* Required work *
Pick up the article about Arizona Onstage Productions staging Stars of David after its last sentence and carry it forward.

* Page extract *
Not every musical is a big, splashy outrageously overwrought Disneyland on stage. No, some are smaller, more intimate and focused on characters and songs instead of stuff. These are the kinds of musicals Kevin Johnson, artistic director of Arizona Onstage Productions, prefers. And for one weekend only, he has mounted what’s sure to be—if we can judge from his past work—a well-presented and entertaining show.
The musical is Stars of David
. Johnson says his interest was piqued when a friend sent him a boot-legged recording of the show. “I knew immediately I wanted to do it.” However, it involved so many well-known lyricists and composers, arguments about royalties got complicated and licensing for productions was impossible. When they get all that worked out, Johnson jumped on it.

* Information shown *

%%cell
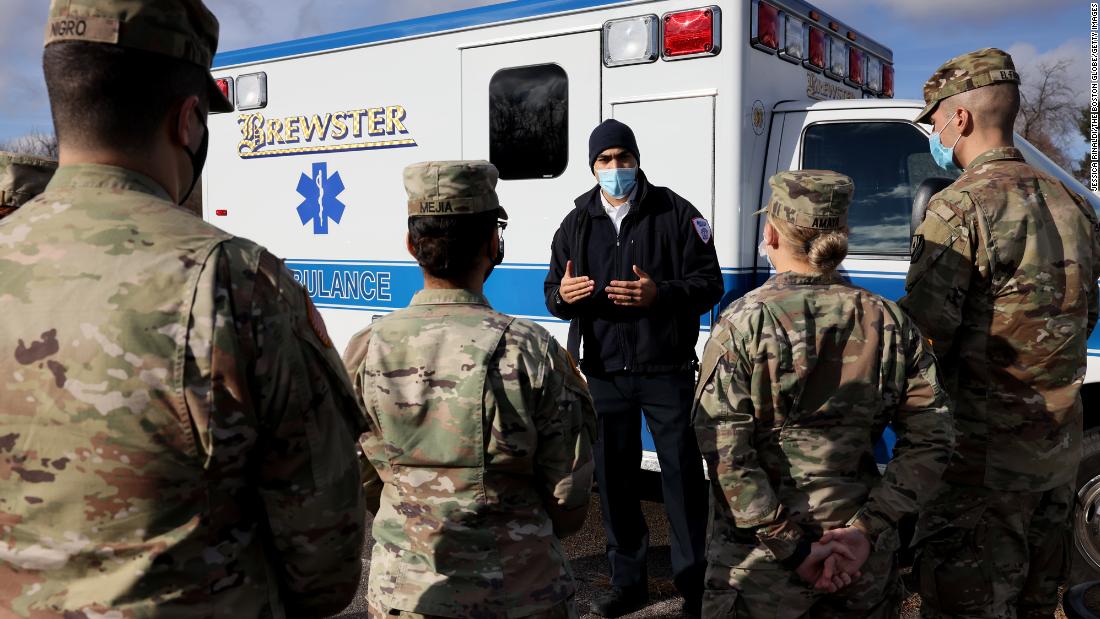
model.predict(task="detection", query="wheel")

* Output *
Stars of David
began as a book by ex-broadcast journalist Abigail Pogrebin. She had an idea to interview a whole bunch of Jewish luminaries, many from the entertainment field, and ask them about what their Jewishness meant to them. She started with those with whom she had some connection: Mike Wallace, who had been her boss at 60 Minutes
; Leonard Nimoy, who had attended Torah study with her parents; Gloria Steinem who was a family friend. When she was done, she had interviewed 62 folks, including Joan Rivers, Tony Kushner, Jason Alexander—even Supreme Court Justice Ruth Bader Ginsberg. Pogrebin fashioned each interview into a self-contained little story, and her book was published in 2005.
It wasn’t long before there were thoughts of turning these little stories into songs. It was a complicated undertaking, and the participants included a who’s who list of Broadway musical theater aces. It was workshopped and revised and then re-worked some more, and the current version now includes a couple of songs/stories about folks who were not even a part of Pogrebin’s book. Gwyneth Paltrow is an example.
Johnson says that one of his favorite story/songs is “Lenny the Great,” Leonard Nimoy’s recollection of his great desire, as a child, to be a magician. He saved up until he was finally able to get the best trick in the magic store, but when he got it home, it was packed with anti-Semitic pamphlets and drawings.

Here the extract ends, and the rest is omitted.